START WORKING DATA

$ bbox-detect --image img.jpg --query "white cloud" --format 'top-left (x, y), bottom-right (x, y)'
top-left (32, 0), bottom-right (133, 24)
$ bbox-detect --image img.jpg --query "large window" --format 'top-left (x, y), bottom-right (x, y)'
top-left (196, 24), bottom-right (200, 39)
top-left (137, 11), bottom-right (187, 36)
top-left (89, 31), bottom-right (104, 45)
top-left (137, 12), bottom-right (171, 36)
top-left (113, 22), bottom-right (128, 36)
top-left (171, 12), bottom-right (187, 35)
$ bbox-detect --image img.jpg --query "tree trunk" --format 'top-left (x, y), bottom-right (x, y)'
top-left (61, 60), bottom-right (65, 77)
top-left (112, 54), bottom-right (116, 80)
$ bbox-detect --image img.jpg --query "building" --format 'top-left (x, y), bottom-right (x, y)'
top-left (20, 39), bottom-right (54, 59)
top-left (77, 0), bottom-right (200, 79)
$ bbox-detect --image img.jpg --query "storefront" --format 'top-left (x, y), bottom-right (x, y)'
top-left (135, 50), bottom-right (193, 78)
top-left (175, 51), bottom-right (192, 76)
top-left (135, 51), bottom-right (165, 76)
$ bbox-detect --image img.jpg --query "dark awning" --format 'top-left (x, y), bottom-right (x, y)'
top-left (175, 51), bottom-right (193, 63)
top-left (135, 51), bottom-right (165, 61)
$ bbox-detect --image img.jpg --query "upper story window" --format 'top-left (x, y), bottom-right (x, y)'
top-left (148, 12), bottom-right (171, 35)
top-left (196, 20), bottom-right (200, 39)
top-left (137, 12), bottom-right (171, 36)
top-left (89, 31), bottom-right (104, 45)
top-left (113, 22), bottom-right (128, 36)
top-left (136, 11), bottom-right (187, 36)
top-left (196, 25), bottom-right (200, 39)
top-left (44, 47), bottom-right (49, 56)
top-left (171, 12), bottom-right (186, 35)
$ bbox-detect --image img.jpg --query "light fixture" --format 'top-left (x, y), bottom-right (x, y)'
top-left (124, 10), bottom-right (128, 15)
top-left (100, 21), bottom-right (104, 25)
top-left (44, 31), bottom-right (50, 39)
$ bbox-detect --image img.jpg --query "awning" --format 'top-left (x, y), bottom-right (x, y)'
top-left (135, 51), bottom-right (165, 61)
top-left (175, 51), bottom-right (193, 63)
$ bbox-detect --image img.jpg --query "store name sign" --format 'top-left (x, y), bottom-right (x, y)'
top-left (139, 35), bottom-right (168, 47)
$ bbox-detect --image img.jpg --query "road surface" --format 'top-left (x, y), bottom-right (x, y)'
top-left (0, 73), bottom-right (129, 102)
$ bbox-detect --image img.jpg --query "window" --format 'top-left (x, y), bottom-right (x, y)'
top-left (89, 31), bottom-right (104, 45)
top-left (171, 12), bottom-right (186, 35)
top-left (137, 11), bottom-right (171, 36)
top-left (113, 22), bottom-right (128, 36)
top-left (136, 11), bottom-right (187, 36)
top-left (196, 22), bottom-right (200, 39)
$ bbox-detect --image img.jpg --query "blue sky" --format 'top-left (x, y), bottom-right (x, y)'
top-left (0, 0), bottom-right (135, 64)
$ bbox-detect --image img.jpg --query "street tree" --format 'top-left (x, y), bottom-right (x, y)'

END WORKING DATA

Copy all of the material word for word.

WRITTEN RESPONSE ->
$ bbox-detect --image img.jpg --query "white cloud" --format 'top-left (x, y), bottom-right (x, y)'
top-left (32, 0), bottom-right (133, 24)
$ bbox-detect --image img.jpg --query "large window" --format 'top-left (x, y), bottom-right (x, y)'
top-left (196, 24), bottom-right (200, 39)
top-left (137, 11), bottom-right (187, 36)
top-left (89, 31), bottom-right (104, 45)
top-left (137, 12), bottom-right (171, 36)
top-left (113, 22), bottom-right (128, 36)
top-left (171, 12), bottom-right (187, 35)
$ bbox-detect --image img.jpg --query "tree trunk" --format 'top-left (x, y), bottom-right (x, y)'
top-left (61, 60), bottom-right (65, 77)
top-left (112, 54), bottom-right (116, 80)
$ bbox-detect --image img.jpg --query "building" --format 'top-left (x, y), bottom-right (x, y)'
top-left (20, 39), bottom-right (54, 59)
top-left (77, 0), bottom-right (200, 79)
$ bbox-detect --image img.jpg --query "storefront" --format 'top-left (x, y), bottom-right (x, y)'
top-left (135, 50), bottom-right (193, 78)
top-left (175, 51), bottom-right (192, 76)
top-left (135, 51), bottom-right (165, 76)
$ bbox-detect --image img.jpg --query "dark awning" --format 'top-left (x, y), bottom-right (x, y)'
top-left (175, 51), bottom-right (193, 63)
top-left (135, 51), bottom-right (165, 61)
$ bbox-detect --image img.jpg --query "upper story window" --format 'top-left (x, y), bottom-right (x, y)'
top-left (148, 12), bottom-right (171, 35)
top-left (196, 20), bottom-right (200, 39)
top-left (137, 12), bottom-right (171, 36)
top-left (89, 31), bottom-right (104, 45)
top-left (113, 22), bottom-right (128, 36)
top-left (136, 11), bottom-right (187, 36)
top-left (196, 25), bottom-right (200, 39)
top-left (44, 47), bottom-right (49, 56)
top-left (171, 12), bottom-right (186, 35)
$ bbox-detect --image img.jpg --query "light fixture" --format 'top-left (x, y), bottom-right (x, y)'
top-left (124, 10), bottom-right (128, 15)
top-left (100, 21), bottom-right (104, 25)
top-left (44, 31), bottom-right (50, 39)
$ bbox-detect --image img.jpg --query "awning" --format 'top-left (x, y), bottom-right (x, y)'
top-left (135, 51), bottom-right (165, 61)
top-left (175, 51), bottom-right (193, 63)
$ bbox-detect --image img.jpg --query "store name sign" --format 'top-left (x, y), bottom-right (x, y)'
top-left (139, 35), bottom-right (168, 47)
$ bbox-detect --image img.jpg --query "road surface" --format 'top-left (x, y), bottom-right (x, y)'
top-left (0, 73), bottom-right (129, 102)
$ bbox-detect --image img.jpg --query "window" --format 'top-left (x, y), bottom-right (x, y)'
top-left (89, 31), bottom-right (104, 45)
top-left (171, 12), bottom-right (186, 35)
top-left (137, 11), bottom-right (171, 36)
top-left (113, 22), bottom-right (128, 36)
top-left (136, 11), bottom-right (187, 36)
top-left (196, 22), bottom-right (200, 39)
$ bbox-detect --image img.jpg --query "blue sky" --format 'top-left (x, y), bottom-right (x, y)'
top-left (0, 0), bottom-right (135, 64)
$ bbox-detect --image img.jpg --query "street tree" --format 'top-left (x, y), bottom-right (x, y)'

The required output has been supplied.